┌──
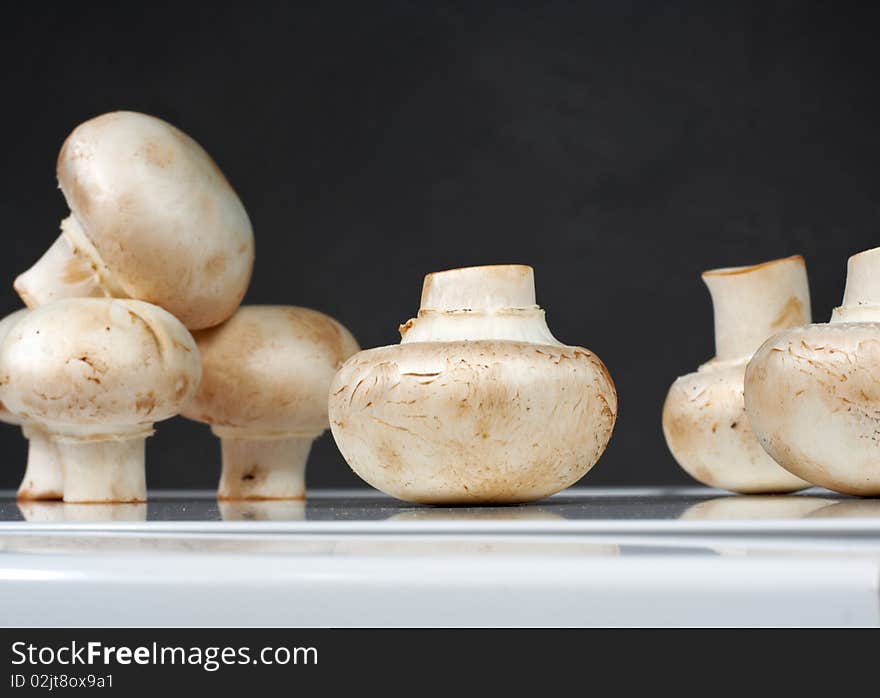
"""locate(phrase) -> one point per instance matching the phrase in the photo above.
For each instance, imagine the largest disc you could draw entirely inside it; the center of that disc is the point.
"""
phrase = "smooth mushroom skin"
(267, 371)
(43, 477)
(813, 397)
(812, 394)
(95, 374)
(704, 418)
(479, 403)
(152, 218)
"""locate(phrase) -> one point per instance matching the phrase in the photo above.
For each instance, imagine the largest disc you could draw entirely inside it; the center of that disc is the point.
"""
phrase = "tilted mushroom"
(43, 477)
(95, 374)
(704, 419)
(478, 403)
(813, 393)
(267, 371)
(152, 218)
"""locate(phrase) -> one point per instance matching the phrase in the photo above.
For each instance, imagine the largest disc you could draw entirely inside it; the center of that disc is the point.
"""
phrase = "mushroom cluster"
(157, 245)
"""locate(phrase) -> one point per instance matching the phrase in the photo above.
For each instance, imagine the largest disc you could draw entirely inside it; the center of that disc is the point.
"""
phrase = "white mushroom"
(704, 419)
(264, 393)
(813, 393)
(152, 218)
(95, 374)
(43, 477)
(478, 403)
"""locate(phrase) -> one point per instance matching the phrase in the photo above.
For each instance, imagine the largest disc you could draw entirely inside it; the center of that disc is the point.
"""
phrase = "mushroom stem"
(62, 272)
(43, 477)
(480, 288)
(104, 471)
(751, 303)
(491, 302)
(861, 297)
(264, 468)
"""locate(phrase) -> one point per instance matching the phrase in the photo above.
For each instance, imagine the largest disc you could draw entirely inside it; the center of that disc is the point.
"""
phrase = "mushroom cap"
(472, 421)
(708, 433)
(267, 371)
(167, 225)
(98, 363)
(813, 397)
(6, 325)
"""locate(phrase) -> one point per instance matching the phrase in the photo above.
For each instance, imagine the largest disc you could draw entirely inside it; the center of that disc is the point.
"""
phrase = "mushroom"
(43, 477)
(95, 374)
(267, 371)
(813, 393)
(152, 218)
(479, 403)
(704, 419)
└──
Quote all of the records above word for word, leaving out the pictures.

• Output of the exercise:
"""locate(phrase) -> one point per instance matching the phrase in the photo above.
For each instance, imagine the largest disc you could draw entirely inside it; the center of that disc is the point.
"""
phrase = "smooth mushroom skin"
(267, 371)
(43, 477)
(813, 397)
(812, 394)
(95, 374)
(704, 418)
(479, 403)
(152, 218)
"""locate(phrase) -> one point per instance matching the phrase in the photo above.
For each instance, imagine the largest disc you could draw entirely inside it; the center of that disc is the point.
"""
phrase = "tilted mushroom"
(43, 477)
(95, 374)
(704, 419)
(478, 403)
(813, 393)
(267, 371)
(152, 218)
"""locate(phrase) -> one point per instance matching the phrase in the photo above.
For each instance, imagine the largest disc you could draw entirely inside it; the center of that disc is the point.
"""
phrase = "mushroom cluster"
(157, 245)
"""locate(phrase) -> one point per instance matching the phrase in the photo above.
For each instance, imagine the largest disc you could draw entirely inside it; the center of that disc is the point.
"""
phrase = "white mushroom"
(704, 419)
(264, 393)
(813, 393)
(152, 218)
(95, 374)
(43, 477)
(478, 403)
"""locate(phrase) -> one point per instance matching the phrase in the photo above.
For each instance, imagine the largest disc you could draw entirely inside it; the center of that disc is the point.
"""
phrase = "mushroom stem"
(62, 272)
(43, 477)
(480, 288)
(104, 471)
(751, 303)
(491, 302)
(861, 297)
(264, 468)
"""locate(phrase) -> one point per instance matching the phrase in the photo above.
For each instance, imagine the largest disc you could draw entirely inside it; the center of that disc is the point.
"""
phrase = "mushroom cap"
(472, 421)
(708, 433)
(267, 371)
(167, 225)
(98, 363)
(813, 397)
(6, 325)
"""locate(phrase) -> one point per instance matching the phrase in the photo above.
For each instance, imagine the largest disc you could draw entirely inside it; the center of that disc is the point.
"""
phrase = "mushroom"
(43, 477)
(95, 374)
(267, 371)
(813, 393)
(152, 218)
(479, 403)
(704, 419)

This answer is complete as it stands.